社會福利服務外判化瓦解了社會服務的互助、以人為本的價值觀。社署先把「家務助理」分拆為「家居照顧」與「膳食服務」,並以價低者得的競投方式競投合約。其後又把資助安老院舍作「競爭性投標」,再後更把日間老人護理中心和幼兒園服務外判。社署聲稱服務競投政策的成功,歸功於大大節省成本。不過,去判斷一項服務是否成功,應該是看它能否滿足使用者的需要,絕非看它能否省錢。從上述例子可見,老人服務因此變得支離破碎,長者作為服務對象並沒有因節省資源得到較好的服務,得到的是越來越非人化的對待。福利服務外判化使老人服務變為甚具利潤潛質的「商機」,當中最大的得益者,正正是覬覦這件肥肉的大企業。

 

作為服務購買者而非使用者的政府,對使用者的服務受眾及提供者的前線同工的真實處境就置之不理。外判服務變得能省錢,往往是因為它大舉降低員工的薪酬待遇,或是提高服務收費,或是降低服務的質量,或是三者齊備。價低者得的投標機制背後是前線同工的利益與及服務質素下降的等價交換,其結果只令服務受眾得不到應有的服務。由此觀之,社署的所謂成功,其實建基於犧牲服務使用者及同工的利益之上。

 

一筆過撥款(Lump Sum Grant)

 

除了將社會福利服務外判之外,另一把放在社福界頭上的刀是2000年社署所推行的《一筆過撥款制度》。特區政府為確保收支平衡、財政儲備及外匯基金有盈餘下,將公共開支的比率維持在國民生產總值的百分之二十以下。其最直接的結果是政府對非政府組織的資助封頂、員工工資脫鉤、解除對機構原有的監管。

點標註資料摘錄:
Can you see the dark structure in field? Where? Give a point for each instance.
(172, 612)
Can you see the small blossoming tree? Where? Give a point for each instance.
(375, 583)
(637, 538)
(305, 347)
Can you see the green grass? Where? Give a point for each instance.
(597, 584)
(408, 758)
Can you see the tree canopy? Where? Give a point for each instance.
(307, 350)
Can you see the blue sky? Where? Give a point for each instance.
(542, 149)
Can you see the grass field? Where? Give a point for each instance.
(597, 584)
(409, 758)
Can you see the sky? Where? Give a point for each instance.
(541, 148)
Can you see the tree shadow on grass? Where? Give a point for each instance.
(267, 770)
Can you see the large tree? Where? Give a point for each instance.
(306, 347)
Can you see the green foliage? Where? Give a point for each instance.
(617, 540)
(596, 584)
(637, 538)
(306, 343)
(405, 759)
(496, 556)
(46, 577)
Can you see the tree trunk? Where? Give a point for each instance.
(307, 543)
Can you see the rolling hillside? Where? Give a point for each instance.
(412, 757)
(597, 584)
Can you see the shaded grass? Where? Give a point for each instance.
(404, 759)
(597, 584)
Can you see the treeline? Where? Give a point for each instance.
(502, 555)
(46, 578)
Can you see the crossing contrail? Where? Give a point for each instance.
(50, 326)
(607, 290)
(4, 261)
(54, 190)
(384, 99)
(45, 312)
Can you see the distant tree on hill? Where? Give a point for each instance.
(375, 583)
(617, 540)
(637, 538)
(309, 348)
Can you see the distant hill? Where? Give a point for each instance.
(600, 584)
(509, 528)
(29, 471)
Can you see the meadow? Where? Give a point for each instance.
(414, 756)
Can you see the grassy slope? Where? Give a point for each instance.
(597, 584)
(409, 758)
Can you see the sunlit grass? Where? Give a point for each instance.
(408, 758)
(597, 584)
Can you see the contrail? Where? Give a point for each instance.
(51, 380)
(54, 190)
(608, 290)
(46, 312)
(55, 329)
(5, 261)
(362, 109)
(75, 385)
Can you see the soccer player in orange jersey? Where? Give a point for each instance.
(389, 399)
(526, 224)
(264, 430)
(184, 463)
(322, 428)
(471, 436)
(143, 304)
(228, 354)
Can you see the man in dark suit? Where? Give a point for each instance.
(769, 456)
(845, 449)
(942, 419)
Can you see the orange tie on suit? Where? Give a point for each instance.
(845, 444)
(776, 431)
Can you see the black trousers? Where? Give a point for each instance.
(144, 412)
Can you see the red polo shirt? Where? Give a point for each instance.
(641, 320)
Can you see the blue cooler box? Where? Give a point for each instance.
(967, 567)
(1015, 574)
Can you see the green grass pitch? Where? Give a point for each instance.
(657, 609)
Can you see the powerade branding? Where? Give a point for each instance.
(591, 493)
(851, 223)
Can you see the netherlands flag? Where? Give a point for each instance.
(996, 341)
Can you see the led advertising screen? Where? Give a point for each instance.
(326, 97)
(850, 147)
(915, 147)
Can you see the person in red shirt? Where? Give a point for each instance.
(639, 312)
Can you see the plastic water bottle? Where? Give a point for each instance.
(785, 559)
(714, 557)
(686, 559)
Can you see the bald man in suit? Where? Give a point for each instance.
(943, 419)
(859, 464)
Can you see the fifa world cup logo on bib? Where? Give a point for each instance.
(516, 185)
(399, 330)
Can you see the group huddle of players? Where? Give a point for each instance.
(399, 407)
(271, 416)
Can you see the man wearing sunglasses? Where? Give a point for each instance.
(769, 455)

指定任務: 能把原始文件中由「社會福利服務外判化瓦解了社會」開始、一直到「脫鉤、解除對機構原有的監管。」為止的文字逐字照抄出來嗎?

輸出如下:
社會福利服務外判化瓦解了社會服務的互助、以人為本的價值觀。社署先把「家務助理」分拆為「家居照顧」與「膳食服務」,並以價低者得的競投方式競投合約。其後又把資助安老院舍作「競爭性投標」,再後更把日間老人護理中心和幼兒園服務外判。社署聲稱服務競投政策的成功,歸功於大大節省成本。不過,去判斷一項服務是否成功,應該是看它能否滿足使用者的需要,絕非看它能否省錢。從上述例子可見,老人服務因此變得支離破碎,長者作為服務對象並沒有因節省資源得到較好的服務,得到的是越來越非人化的對待。福利服務外判化使老人服務變為甚具利潤潛質的「商機」,當中最大的得益者,正正是覬覦這件肥肉的大企業。

 

作為服務購買者而非使用者的政府,對使用者的服務受眾及提供者的前線同工的真實處境就置之不理。外判服務變得能省錢,往往是因為它大舉降低員工的薪酬待遇,或是提高服務收費,或是降低服務的質量,或是三者齊備。價低者得的投標機制背後是前線同工的利益與及服務質素下降的等價交換,其結果只令服務受眾得不到應有的服務。由此觀之,社署的所謂成功,其實建基於犧牲服務使用者及同工的利益之上。

 

一筆過撥款(Lump Sum Grant)

 

除了將社會福利服務外判之外,另一把放在社福界頭上的刀是2000年社署所推行的《一筆過撥款制度》。特區政府為確保收支平衡、財政儲備及外匯基金有盈餘下,將公共開支的比率維持在國民生產總值的百分之二十以下。其最直接的結果是政府對非政府組織的資助封頂、員工工資脫鉤、解除對機構原有的監管。